What is needed: Write out an exact copy of the line with "Query: white bucket" and of each line after it, through the end of the records below.

Collection entries
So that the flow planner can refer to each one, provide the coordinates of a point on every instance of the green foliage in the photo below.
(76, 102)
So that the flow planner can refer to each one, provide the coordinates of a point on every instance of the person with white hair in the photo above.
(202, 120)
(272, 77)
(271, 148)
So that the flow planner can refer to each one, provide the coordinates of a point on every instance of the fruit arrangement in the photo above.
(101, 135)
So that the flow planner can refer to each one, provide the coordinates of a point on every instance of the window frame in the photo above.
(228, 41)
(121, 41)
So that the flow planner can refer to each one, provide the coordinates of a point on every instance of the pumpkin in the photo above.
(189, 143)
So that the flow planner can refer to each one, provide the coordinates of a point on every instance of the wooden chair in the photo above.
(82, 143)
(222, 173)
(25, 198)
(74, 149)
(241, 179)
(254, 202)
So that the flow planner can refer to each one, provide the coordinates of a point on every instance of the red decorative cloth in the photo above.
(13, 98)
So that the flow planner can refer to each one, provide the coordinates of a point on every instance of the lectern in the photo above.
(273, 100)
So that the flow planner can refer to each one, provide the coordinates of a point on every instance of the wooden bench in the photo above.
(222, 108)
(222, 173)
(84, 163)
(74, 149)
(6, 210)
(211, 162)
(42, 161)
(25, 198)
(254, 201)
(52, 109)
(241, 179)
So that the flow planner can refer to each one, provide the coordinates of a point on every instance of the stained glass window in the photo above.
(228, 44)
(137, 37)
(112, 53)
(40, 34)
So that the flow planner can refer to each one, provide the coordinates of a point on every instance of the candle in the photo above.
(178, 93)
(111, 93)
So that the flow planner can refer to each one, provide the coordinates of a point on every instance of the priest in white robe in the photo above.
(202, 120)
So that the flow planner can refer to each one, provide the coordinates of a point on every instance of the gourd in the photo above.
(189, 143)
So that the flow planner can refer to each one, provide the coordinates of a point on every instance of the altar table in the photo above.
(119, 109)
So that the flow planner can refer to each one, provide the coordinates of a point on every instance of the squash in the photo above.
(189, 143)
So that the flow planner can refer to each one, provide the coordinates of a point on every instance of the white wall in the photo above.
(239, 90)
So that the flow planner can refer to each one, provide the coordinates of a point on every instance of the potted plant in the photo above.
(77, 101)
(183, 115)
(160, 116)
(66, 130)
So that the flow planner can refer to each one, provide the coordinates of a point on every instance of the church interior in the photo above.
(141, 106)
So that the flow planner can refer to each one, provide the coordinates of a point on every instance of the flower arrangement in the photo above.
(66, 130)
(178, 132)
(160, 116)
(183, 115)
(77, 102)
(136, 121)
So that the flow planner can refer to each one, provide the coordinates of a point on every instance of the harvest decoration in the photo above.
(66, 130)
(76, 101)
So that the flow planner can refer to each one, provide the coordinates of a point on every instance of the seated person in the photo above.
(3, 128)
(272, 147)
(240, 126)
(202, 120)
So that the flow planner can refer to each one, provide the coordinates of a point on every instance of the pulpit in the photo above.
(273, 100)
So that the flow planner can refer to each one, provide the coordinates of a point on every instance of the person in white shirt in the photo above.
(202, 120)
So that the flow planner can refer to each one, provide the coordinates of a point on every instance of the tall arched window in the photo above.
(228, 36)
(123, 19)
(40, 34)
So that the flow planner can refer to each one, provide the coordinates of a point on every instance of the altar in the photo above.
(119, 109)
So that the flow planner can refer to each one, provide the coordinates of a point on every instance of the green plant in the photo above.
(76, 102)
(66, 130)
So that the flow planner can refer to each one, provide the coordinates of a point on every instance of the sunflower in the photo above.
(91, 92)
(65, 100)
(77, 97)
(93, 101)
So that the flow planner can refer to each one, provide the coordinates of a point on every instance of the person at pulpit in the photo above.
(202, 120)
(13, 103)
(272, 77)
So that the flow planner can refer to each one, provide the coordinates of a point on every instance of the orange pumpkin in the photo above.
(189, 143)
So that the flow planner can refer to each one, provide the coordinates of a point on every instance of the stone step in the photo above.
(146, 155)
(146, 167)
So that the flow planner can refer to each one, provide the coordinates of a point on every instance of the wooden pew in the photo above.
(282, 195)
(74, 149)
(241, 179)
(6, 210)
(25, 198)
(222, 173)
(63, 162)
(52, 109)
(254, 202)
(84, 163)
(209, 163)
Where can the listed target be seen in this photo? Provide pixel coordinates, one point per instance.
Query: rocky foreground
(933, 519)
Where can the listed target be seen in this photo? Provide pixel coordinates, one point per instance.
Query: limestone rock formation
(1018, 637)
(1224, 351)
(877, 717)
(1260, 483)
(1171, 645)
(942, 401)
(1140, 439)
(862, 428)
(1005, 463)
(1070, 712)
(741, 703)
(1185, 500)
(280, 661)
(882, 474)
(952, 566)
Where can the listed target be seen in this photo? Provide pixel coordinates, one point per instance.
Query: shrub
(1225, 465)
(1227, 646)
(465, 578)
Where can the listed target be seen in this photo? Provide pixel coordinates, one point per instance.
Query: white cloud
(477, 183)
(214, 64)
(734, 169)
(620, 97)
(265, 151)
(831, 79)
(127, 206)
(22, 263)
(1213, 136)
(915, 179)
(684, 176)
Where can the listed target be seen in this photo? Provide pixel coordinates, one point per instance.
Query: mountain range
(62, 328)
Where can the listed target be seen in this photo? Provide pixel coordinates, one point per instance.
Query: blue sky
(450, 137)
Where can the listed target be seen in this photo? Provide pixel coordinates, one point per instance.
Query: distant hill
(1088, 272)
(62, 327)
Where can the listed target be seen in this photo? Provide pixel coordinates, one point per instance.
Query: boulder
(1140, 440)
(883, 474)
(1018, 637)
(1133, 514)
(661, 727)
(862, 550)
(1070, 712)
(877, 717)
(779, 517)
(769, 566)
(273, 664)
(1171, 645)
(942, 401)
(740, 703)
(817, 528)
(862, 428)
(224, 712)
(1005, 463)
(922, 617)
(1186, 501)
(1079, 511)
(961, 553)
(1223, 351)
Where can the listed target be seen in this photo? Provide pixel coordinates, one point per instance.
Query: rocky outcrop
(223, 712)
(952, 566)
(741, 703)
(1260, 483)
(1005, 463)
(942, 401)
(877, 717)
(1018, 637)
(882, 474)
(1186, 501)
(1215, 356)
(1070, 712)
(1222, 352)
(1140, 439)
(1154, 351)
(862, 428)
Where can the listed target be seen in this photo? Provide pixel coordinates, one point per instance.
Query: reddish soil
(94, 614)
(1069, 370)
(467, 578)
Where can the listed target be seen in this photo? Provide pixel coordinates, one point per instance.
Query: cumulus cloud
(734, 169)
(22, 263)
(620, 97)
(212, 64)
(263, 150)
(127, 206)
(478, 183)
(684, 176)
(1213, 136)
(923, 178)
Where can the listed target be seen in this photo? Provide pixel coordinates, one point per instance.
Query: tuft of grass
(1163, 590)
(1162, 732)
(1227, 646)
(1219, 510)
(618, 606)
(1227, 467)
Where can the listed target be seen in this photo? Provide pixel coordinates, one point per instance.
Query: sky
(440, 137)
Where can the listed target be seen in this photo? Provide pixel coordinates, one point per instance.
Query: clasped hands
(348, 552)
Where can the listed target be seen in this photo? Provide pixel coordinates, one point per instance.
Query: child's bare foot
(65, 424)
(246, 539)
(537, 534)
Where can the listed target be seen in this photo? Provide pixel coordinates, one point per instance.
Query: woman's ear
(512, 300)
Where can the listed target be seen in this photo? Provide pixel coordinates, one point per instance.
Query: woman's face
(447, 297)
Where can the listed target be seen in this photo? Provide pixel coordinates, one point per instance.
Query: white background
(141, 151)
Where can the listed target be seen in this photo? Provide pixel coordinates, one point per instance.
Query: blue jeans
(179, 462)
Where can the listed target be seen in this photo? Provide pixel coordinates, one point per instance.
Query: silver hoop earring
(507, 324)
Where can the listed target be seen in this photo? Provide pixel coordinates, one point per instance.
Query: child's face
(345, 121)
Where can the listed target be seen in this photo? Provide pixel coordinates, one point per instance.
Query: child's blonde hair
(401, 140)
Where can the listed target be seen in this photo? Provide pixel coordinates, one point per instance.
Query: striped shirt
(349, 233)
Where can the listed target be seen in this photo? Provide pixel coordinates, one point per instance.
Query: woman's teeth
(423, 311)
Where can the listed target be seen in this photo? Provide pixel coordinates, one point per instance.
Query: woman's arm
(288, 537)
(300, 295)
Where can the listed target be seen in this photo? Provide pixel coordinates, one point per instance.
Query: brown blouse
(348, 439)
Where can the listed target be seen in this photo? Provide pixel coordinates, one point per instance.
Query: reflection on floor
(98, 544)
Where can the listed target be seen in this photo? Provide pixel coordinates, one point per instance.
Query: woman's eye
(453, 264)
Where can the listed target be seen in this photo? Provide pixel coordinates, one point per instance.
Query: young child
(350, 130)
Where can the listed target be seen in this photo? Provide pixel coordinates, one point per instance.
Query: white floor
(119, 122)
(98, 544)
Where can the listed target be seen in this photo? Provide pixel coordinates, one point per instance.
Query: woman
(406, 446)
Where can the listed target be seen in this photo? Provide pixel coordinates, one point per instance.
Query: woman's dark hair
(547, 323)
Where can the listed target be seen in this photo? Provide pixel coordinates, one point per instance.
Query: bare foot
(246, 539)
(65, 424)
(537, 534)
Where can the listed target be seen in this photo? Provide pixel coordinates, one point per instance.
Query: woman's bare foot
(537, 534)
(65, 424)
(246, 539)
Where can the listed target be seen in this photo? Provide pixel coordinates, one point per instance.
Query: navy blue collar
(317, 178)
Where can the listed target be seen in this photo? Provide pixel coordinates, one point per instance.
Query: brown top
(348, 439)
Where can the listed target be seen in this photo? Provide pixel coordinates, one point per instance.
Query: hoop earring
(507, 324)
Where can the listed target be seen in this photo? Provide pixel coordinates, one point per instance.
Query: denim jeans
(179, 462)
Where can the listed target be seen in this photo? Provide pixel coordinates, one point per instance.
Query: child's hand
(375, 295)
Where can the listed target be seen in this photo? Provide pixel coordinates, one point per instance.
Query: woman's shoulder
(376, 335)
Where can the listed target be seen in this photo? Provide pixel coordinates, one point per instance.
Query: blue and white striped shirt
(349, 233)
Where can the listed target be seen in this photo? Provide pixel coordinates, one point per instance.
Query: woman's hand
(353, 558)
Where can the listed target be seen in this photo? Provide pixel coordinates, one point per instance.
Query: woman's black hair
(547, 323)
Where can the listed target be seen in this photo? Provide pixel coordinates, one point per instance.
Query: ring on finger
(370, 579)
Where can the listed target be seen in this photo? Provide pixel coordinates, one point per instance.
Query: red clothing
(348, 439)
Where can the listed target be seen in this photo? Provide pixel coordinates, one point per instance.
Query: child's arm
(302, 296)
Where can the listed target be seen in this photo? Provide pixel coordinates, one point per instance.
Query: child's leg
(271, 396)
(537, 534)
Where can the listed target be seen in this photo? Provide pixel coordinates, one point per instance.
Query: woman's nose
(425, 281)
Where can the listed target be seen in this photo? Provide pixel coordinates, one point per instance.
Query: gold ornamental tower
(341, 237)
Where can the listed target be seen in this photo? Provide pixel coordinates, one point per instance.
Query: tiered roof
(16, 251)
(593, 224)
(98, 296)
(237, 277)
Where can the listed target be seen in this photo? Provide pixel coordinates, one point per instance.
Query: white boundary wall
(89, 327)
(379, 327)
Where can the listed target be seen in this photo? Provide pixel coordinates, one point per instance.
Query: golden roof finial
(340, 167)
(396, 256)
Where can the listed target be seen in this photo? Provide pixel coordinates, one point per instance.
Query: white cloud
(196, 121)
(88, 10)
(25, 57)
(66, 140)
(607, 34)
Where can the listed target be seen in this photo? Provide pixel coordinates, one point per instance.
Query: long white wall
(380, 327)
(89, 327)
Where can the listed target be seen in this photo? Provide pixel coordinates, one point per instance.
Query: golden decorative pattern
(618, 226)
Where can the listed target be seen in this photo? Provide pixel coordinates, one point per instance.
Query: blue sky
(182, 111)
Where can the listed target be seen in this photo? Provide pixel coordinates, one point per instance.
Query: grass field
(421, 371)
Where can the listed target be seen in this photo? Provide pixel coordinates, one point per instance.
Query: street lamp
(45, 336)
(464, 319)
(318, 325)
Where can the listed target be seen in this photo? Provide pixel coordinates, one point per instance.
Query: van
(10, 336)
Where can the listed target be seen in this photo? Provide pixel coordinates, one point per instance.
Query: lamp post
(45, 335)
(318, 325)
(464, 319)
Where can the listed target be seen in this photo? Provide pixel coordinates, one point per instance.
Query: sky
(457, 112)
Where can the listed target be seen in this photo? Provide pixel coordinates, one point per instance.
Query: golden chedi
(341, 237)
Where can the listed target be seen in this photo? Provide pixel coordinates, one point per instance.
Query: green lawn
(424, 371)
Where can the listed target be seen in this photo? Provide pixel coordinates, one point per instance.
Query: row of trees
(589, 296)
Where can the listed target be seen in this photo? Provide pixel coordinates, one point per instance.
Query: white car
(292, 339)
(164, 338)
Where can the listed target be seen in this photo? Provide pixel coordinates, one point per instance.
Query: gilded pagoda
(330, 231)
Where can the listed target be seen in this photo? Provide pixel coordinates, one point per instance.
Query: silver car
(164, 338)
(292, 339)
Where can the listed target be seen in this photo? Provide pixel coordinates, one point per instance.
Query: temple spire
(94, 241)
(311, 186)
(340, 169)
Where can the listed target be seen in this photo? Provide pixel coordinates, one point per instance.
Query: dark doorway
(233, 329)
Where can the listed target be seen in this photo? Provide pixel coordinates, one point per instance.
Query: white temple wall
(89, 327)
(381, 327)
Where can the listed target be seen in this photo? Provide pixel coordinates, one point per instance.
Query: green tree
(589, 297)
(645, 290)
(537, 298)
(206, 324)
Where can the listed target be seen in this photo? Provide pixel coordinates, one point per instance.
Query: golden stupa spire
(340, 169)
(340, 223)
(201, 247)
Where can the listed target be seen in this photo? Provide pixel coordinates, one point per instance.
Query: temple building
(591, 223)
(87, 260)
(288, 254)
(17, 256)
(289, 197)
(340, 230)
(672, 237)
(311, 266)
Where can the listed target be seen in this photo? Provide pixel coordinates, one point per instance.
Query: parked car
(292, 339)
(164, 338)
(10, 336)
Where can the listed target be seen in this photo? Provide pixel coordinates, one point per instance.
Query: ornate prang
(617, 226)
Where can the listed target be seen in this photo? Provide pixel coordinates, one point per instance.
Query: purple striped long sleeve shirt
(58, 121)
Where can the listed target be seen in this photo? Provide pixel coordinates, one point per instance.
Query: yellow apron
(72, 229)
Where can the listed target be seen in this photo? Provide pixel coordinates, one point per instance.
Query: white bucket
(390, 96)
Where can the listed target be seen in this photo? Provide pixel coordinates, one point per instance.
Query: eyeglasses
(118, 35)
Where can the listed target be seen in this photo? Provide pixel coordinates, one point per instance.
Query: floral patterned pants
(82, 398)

Response area:
Query: white bucket
(390, 96)
Where can the listed target be seen in this photo? Provide pixel coordinates, one point per instance.
Query: eyeglasses
(118, 35)
Where can the listed target be seen in this photo? Provide pixel coordinates, one point per instance.
Query: floral patterned pants
(82, 398)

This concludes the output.